## GIVEN REQUEST A
According to the interview with Chris Smith below, which label reissued Bad Orchestra on vinyl in 2014?
========================================================================
Perfect Sound Forever

CHRIS SMITH


Indie lo-fi noir
interview by Jorge Luis Fernández


Let's call it happenstance. Many moons ago, taking a cursory look at Facebook and possibly having been drinking a lot, I mistook Chris Smith for another guitarist (Chas Smith) and asked him to be a 'friend' there. Something pretty common these days, you know. Chris, for his part, mistook me for a Brazilian friend's friend, and accepted my request. A few months later, since I like to take pictures around my neighborhood, I posted a pic and Chris gave me a "like." I was a bit puzzled at that, because I thought it unusual that somebody not around my area, in Buenos Aires, would "like" the detritus and eroded buildings I sometimes find attractive but I paid attention to the name. And again, I thought it was Chas Smith (blame my long-sightedness this time). But I focused on the name a bit more, and discovered how mistaken I was.

It turned out that Chris Smith was a professional photographer -hence, I assume, his interest in my post- and a great musician as well. Moving around the Melbourne area where he nearly always lived, the Australian guitarist started out his career in the mid Nineties as part of the alt/post-rock outfit The Golden Lifestyle Band. At the end of that decade, with the album Cabin Fever (Avalanche Express, 1998), Chris embarked on a solo career which reached its apex with the brilliantly atmospheric Bad Orchestra (Death Valley Records, 2007, reissued on vinyl in 2014 by the Ben Chasny-owned Hermit Hut label). By then, Smith had matured into a unique style that bridges the gap between guitarists as diverse as J. Mascis and Loren Connors, and his gifts bent an ear on collaborations with notable artists like Peter Jefferies and Glenn Donaldson aka The Ivytree. Almost three years ago, Chris released a new record called Second Hand Smoke (It Records), with folk rock songs, Ennio Morricone-inspired passages, feedback coated instrumentals and even a heartfelft, low-fi rendition of Lou Reed's "Oh! Sweet Nuthin.'" This kaleidoscopic album, almost completely made alone by Smith, is a real triumph and the long overdue credential that posits the Australian among the most creative guitarists of his generation.




PSF: I remember that our chance meeting developed through a photo shared on social media. And then, after reading some interviews, I gathered that the art of photography was actually very important for you. Did it have some role in shaping your approach to music?

CS: My early years were more about visual stuff than sound or music. It came together more easily for me. Sketching, photography, or VHS experiments. By contrast, music and sound seemed out of reach. You had to rely on other people to make a record, like gathering a group of people to render a painting together. None of it made much sense to me. Just another foreign language, until I discovered cassette 4 track machines. I was looking for an approach where I could focus on the smaller details of timbre and contrast ahead of any structure or technique. And capture a little sound picture, yes.
========================================================================
## GIVEN REQUEST B
From the records below, report every line that contains the string "orange".

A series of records
========================================================================
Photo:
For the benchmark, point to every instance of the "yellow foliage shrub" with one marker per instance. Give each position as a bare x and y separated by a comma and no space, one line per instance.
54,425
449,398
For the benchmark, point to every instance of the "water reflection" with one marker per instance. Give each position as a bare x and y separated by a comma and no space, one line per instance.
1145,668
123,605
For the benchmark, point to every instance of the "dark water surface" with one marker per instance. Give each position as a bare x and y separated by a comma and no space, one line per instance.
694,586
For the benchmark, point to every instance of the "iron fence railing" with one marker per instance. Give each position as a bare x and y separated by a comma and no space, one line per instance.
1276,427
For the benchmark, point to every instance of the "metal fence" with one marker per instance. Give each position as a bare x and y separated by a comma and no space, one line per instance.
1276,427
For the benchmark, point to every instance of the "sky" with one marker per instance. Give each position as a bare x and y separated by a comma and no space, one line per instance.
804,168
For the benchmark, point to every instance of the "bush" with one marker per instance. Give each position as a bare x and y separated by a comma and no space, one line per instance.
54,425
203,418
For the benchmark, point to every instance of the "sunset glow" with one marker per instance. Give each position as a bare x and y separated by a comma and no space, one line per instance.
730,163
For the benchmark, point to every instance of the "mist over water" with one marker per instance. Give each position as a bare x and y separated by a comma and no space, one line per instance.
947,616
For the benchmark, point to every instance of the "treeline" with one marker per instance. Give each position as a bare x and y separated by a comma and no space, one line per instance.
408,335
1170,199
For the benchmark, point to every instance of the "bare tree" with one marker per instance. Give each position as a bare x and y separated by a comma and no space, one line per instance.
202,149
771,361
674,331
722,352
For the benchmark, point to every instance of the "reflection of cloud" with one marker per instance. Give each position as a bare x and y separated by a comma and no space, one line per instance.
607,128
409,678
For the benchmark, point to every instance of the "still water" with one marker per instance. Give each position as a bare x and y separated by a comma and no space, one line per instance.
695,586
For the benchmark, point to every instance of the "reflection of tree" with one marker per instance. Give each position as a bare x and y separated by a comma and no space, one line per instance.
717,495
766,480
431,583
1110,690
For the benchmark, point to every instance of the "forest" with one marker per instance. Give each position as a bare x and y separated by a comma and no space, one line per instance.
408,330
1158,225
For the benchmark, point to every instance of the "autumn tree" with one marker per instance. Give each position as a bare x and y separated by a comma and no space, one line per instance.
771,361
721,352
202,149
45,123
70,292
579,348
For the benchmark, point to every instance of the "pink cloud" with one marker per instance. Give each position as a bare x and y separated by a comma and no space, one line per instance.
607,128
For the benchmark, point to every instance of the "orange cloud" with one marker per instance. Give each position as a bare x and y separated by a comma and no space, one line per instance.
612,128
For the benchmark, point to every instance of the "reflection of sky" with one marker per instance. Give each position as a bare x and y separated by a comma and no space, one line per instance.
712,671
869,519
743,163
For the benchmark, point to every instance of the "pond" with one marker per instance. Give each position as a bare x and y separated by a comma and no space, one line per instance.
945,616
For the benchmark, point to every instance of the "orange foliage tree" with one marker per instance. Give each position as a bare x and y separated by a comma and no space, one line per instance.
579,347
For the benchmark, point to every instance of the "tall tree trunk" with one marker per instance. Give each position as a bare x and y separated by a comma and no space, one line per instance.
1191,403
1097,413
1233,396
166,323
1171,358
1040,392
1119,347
========================================================================
## COMPLETE RESPONSE A
The Ben Chasny-owned Hermit Hut label reissued it.

## COMPLETE RESPONSE B
For the benchmark, point to every instance of the "orange cloud" with one marker per instance. Give each position as a bare x and y separated by a comma and no space, one line per instance.
For the benchmark, point to every instance of the "orange foliage tree" with one marker per instance. Give each position as a bare x and y separated by a comma and no space, one line per instance.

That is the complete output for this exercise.